▶ _Exercise brief_:
The required output is the line containing "white border frame." and every line after it, transcribed exactly through the end of the data below.

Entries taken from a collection
"""

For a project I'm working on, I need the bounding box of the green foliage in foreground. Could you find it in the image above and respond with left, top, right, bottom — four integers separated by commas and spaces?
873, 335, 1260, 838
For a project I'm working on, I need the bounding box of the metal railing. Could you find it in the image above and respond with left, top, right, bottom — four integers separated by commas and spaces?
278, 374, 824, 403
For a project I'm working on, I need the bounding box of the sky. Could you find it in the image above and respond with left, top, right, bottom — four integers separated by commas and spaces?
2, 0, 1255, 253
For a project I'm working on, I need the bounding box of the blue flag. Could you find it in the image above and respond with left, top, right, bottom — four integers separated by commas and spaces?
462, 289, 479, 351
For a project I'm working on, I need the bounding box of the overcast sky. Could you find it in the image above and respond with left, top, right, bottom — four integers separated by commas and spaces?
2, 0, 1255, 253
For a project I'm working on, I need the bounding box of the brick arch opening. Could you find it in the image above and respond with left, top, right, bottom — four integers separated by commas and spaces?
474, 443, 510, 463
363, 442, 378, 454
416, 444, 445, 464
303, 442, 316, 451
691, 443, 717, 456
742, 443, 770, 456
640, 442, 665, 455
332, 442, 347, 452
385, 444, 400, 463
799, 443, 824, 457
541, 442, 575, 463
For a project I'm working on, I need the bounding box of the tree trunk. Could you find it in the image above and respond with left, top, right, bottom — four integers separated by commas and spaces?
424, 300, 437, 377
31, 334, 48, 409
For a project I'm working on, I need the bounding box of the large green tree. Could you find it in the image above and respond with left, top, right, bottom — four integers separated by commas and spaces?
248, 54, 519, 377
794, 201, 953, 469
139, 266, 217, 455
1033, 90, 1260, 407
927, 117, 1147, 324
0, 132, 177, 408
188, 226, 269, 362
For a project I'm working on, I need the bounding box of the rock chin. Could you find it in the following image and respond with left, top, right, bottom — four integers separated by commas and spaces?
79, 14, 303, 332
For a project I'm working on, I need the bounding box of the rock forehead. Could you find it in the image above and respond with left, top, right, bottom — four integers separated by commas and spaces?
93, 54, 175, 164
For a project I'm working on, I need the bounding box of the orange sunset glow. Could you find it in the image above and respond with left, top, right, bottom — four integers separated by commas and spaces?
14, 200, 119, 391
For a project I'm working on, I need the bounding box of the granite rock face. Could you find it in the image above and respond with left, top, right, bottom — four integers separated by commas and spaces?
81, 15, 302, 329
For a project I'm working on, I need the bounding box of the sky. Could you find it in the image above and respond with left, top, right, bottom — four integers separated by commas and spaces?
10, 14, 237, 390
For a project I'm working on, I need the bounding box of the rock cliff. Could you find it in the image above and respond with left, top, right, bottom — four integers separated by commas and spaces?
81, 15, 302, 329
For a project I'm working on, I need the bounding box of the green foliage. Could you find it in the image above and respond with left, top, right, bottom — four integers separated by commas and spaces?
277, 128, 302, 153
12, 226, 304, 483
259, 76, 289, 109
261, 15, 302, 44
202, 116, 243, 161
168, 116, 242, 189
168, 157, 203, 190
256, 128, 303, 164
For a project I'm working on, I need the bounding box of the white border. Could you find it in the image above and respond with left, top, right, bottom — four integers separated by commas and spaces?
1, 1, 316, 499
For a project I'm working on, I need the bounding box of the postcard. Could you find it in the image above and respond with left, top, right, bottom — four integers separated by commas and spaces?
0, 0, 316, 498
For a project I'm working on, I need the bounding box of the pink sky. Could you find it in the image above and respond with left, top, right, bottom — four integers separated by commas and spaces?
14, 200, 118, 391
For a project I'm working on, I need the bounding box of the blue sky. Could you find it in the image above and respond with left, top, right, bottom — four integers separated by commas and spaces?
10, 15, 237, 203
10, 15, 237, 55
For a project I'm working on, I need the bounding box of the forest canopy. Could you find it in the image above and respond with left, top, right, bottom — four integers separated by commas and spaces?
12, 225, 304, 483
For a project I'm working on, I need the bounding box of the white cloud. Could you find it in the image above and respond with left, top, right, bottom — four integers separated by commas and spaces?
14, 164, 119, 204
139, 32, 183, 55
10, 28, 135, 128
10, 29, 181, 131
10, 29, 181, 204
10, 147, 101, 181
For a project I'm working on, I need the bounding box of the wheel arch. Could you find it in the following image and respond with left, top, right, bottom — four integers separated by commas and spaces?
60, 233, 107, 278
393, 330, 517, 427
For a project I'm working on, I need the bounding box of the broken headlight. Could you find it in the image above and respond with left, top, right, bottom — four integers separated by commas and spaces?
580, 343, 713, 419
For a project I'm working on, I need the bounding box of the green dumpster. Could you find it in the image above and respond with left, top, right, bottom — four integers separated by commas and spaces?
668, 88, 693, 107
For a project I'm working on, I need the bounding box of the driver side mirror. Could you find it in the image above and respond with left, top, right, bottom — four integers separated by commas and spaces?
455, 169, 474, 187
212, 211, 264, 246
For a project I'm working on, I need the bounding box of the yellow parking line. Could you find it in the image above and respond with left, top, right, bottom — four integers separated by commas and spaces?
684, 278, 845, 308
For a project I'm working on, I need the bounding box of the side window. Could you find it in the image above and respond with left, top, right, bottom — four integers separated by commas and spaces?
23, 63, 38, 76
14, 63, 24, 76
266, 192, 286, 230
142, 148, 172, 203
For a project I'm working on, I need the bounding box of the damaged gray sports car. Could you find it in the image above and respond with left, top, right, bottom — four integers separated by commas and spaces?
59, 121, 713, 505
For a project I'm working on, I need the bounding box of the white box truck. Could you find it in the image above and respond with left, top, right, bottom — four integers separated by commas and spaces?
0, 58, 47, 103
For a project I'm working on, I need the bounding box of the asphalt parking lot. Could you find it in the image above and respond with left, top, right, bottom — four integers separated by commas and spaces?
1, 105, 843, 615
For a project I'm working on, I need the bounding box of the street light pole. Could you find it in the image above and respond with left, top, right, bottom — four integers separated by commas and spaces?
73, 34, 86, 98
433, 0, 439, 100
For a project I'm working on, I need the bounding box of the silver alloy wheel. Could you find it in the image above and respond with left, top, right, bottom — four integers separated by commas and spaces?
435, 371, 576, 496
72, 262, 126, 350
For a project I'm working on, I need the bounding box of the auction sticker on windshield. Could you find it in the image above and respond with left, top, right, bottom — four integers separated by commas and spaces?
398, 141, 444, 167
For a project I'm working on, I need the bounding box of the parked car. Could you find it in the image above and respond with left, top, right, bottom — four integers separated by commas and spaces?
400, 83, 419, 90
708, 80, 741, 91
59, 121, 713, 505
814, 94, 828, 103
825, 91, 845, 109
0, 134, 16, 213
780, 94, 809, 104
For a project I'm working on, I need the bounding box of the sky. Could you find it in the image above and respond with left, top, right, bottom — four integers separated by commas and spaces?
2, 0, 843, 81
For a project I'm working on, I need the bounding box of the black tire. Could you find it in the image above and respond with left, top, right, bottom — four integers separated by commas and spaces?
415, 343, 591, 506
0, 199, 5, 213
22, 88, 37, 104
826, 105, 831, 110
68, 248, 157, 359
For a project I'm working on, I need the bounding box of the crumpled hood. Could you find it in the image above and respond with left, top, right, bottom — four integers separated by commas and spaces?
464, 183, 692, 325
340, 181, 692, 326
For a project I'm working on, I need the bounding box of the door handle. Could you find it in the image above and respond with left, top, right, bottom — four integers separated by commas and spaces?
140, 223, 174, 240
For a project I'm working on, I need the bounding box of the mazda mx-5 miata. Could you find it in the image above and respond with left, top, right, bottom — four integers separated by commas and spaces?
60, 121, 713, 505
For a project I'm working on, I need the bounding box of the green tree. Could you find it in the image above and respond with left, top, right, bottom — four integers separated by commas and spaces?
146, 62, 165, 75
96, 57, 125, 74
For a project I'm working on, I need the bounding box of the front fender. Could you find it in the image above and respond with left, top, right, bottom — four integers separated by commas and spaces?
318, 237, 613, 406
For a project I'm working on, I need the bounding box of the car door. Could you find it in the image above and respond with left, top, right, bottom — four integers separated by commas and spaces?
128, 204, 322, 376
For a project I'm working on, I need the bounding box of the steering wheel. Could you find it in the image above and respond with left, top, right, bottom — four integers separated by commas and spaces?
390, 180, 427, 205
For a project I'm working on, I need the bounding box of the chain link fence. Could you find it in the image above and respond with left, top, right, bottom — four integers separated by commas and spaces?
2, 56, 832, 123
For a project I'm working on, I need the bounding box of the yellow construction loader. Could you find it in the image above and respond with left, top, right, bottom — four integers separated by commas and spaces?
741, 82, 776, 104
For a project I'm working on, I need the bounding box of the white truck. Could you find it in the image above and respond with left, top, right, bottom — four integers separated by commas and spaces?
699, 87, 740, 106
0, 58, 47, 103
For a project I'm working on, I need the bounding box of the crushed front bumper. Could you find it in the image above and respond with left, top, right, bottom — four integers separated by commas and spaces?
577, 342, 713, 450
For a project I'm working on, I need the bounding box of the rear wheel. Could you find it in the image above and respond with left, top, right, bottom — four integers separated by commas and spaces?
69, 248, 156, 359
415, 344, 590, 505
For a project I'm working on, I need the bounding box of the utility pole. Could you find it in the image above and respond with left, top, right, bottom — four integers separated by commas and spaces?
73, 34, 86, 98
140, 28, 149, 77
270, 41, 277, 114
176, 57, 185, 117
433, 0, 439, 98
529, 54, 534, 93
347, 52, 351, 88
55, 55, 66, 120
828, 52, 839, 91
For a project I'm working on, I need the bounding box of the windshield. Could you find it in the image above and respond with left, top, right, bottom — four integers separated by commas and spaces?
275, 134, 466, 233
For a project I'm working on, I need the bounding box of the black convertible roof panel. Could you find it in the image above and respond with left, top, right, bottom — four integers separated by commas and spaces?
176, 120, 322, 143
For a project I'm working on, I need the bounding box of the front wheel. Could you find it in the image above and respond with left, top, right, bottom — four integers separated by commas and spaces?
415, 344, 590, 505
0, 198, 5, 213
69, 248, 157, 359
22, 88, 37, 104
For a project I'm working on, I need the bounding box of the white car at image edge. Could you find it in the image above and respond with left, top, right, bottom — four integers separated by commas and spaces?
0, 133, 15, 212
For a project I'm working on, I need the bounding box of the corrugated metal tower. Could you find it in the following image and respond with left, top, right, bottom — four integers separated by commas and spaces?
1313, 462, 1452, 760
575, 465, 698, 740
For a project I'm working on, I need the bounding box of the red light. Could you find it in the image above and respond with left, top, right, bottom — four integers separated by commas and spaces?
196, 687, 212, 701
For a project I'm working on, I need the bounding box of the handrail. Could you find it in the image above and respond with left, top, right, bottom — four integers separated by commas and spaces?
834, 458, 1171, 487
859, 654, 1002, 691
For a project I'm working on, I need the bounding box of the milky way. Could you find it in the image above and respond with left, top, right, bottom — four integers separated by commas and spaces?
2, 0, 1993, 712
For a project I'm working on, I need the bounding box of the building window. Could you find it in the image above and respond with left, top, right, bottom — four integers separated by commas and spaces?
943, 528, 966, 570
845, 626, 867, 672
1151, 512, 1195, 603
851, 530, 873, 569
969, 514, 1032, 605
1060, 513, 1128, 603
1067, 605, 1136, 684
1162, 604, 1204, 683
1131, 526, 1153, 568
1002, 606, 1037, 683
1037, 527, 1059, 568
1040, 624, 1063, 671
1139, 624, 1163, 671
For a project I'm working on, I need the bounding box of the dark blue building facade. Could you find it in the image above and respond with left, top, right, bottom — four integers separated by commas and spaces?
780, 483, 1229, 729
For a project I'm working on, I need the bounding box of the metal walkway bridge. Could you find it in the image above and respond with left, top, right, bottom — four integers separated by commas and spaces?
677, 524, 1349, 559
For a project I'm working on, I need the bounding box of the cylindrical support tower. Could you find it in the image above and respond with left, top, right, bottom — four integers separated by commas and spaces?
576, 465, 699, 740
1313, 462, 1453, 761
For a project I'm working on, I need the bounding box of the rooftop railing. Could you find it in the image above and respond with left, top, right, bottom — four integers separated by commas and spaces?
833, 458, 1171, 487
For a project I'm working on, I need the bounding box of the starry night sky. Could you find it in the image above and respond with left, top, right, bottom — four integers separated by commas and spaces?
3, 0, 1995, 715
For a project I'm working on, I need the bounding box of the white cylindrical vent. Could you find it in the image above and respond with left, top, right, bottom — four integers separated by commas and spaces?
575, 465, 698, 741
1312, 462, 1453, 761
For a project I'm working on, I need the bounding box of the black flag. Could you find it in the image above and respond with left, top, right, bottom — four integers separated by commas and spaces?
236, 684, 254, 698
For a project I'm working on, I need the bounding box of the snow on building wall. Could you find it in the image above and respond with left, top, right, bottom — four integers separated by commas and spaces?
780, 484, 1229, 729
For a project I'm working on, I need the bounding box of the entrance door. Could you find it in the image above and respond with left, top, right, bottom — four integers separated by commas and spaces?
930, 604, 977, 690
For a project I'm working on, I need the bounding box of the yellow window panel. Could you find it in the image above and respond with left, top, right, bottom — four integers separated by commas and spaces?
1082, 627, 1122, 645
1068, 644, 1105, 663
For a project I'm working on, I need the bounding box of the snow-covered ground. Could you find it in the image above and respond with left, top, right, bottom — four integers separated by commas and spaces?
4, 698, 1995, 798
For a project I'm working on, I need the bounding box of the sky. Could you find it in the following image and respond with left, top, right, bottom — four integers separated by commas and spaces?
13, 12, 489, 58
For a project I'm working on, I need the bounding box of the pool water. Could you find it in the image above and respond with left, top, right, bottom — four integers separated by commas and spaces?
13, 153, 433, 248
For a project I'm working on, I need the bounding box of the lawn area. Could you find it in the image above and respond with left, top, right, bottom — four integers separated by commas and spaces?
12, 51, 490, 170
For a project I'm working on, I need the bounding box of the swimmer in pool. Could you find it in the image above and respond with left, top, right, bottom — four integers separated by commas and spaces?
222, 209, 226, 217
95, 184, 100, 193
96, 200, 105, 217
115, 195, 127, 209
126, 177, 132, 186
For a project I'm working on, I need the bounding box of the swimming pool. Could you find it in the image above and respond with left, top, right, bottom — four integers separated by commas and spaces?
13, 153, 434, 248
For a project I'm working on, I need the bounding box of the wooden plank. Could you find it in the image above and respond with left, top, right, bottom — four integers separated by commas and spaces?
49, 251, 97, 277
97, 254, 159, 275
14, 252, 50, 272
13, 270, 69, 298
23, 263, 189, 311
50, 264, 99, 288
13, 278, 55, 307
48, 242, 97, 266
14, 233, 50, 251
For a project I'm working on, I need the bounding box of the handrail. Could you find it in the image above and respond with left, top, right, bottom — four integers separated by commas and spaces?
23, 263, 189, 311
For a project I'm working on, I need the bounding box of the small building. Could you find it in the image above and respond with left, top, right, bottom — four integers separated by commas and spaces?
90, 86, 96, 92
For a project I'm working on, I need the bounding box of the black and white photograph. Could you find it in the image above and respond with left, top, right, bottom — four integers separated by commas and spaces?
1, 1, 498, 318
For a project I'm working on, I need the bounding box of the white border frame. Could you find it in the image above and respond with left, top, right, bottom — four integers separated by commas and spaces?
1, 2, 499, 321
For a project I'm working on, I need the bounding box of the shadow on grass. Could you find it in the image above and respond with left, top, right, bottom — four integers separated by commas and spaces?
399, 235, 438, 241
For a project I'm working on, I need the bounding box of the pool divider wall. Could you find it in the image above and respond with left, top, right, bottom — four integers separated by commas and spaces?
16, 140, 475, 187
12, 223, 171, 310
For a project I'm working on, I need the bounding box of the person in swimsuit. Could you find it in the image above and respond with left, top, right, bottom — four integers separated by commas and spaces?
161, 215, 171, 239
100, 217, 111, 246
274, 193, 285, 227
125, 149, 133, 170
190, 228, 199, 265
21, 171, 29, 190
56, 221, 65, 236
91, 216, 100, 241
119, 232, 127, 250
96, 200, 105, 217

"""

▶ _Expected answer_:
For a project I'm working on, I need the bounding box of the white border frame. Could you find it in the image above and respond with left, top, right, bottom — four integers separated by commas and spaces?
1, 2, 499, 321
For a project I'm working on, I need the bounding box of the shadow on grass. Could you find it in the image above and respond with left, top, right, bottom — four integers separated by commas and spaces?
399, 235, 438, 241
For a project I'm working on, I need the bounding box of the pool divider wall. Could you find it in the image above and respond with left, top, right, bottom — four integers separated by commas and spaces?
16, 140, 475, 187
12, 223, 171, 310
For a project I'm working on, I need the bounding box of the person in swimsuit. Could you find it in the image above and respond with left, top, right, bottom — four integers separated by commas and spaces?
161, 215, 171, 239
100, 217, 111, 246
274, 193, 285, 227
125, 149, 133, 170
190, 228, 199, 265
21, 171, 29, 190
56, 221, 65, 236
91, 216, 100, 241
119, 232, 127, 250
96, 200, 105, 217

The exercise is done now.